→ **YOUR OBJECTIVE**
Check every line below for the word "thumb" and copy each one that has it.

→ **INFORMATION SUPPLIED**
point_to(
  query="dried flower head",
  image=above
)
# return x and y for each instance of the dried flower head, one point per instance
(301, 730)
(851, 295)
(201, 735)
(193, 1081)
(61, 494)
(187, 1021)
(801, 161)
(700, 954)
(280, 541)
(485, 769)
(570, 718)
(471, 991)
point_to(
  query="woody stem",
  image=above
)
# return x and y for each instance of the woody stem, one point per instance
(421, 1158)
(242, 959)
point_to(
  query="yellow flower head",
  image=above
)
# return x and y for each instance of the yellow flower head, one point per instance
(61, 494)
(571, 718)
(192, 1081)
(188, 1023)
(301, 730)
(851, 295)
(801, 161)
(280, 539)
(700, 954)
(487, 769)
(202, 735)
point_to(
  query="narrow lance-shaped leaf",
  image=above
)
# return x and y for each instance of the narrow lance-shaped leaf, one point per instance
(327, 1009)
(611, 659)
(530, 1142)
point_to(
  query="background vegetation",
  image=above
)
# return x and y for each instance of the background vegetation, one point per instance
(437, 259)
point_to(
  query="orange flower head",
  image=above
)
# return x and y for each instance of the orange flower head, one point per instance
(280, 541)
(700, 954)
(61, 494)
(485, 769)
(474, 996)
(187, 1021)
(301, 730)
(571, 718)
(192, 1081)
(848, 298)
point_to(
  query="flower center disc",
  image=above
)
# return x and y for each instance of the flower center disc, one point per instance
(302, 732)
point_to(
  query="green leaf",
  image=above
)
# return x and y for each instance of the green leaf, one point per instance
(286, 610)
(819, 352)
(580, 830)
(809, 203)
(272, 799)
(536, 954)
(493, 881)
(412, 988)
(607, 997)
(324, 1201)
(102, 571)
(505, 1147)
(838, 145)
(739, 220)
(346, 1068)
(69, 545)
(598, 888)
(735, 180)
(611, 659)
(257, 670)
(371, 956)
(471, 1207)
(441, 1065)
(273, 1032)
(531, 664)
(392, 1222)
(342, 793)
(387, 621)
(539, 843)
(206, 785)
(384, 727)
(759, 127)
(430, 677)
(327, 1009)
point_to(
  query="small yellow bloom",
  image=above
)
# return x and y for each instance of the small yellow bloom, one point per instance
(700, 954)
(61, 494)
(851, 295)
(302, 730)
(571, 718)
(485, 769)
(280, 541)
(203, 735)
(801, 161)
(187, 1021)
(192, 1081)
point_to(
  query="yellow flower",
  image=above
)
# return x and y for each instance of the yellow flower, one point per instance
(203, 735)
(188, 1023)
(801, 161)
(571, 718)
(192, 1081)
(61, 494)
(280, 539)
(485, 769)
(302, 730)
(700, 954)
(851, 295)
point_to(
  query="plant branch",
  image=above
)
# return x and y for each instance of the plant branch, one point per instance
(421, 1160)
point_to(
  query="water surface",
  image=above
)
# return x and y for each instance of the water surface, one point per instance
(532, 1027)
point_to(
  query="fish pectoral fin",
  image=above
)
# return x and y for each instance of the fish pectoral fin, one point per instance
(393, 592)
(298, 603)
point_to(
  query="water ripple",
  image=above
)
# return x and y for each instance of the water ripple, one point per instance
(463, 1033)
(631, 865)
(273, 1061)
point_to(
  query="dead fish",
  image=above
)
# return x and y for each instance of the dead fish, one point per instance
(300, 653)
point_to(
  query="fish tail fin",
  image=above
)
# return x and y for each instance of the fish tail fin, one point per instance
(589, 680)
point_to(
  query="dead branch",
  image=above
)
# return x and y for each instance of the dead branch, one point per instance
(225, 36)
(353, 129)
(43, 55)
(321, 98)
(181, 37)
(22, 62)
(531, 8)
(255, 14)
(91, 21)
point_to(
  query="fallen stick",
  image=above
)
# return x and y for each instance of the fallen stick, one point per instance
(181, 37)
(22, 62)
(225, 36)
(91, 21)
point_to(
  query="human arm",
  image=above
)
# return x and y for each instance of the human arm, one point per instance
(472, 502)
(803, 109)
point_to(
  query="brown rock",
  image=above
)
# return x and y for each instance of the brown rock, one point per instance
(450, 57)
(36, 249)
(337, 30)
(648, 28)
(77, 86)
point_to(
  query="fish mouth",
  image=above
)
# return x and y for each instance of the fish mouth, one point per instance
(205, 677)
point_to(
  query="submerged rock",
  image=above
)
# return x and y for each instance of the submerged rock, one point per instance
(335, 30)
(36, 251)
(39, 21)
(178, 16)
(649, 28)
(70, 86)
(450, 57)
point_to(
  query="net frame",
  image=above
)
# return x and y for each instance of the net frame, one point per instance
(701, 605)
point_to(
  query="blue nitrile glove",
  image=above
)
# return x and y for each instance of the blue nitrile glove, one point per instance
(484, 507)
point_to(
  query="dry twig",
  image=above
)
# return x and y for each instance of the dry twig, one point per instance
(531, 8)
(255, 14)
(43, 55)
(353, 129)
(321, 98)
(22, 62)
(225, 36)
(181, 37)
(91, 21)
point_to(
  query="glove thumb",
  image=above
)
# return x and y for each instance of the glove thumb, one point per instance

→ **EXERCISE RESULT**
  query="glove thumb",
# return x and y for each instance of the glove thumb, one point per instance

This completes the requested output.